### SHORT TASK
From the listing below, extract every line that contains the word "green" and copy each one in full.

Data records
○ ○ ○ ○ ○ ○ ○
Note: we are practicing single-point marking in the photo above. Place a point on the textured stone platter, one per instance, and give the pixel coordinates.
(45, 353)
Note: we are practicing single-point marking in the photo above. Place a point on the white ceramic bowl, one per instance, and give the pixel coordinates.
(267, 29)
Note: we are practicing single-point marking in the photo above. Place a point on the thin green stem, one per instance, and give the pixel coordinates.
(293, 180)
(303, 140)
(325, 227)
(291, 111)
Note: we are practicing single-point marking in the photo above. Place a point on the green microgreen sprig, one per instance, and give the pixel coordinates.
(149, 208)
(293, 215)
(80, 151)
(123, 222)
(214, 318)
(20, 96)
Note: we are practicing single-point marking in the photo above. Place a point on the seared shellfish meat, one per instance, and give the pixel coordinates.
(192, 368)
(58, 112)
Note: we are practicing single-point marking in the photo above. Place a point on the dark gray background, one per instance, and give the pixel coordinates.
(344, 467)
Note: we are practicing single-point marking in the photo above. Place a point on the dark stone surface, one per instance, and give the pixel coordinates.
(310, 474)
○ ○ ○ ○ ○ ○ ○
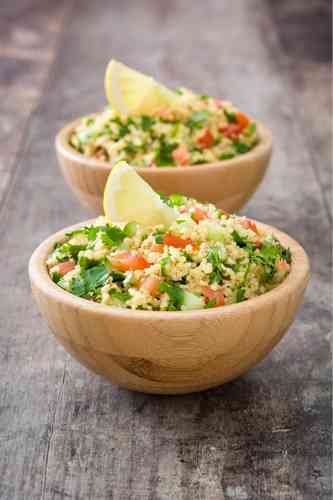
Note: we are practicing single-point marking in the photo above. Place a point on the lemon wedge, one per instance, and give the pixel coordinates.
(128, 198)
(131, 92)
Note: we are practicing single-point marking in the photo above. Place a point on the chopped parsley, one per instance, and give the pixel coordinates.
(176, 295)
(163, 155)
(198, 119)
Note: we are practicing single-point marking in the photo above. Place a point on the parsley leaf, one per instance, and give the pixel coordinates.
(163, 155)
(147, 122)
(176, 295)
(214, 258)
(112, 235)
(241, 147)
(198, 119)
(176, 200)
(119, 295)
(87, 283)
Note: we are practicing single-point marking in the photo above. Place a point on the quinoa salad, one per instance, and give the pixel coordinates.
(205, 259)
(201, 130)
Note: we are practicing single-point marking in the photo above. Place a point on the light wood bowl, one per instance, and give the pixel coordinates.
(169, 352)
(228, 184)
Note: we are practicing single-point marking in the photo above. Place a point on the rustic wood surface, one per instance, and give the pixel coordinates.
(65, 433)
○ ○ ○ ○ ○ ○ ○
### FINISHED TASK
Note: we are practicing single-point marking in the photo above. Place a point on the thin green stem, one per instance, and give the pixel coordinates.
Note: we are practicing single-point marking in the photo above. Place a point on the green microgreen sprig, one per instance, and give the pixel coordinates.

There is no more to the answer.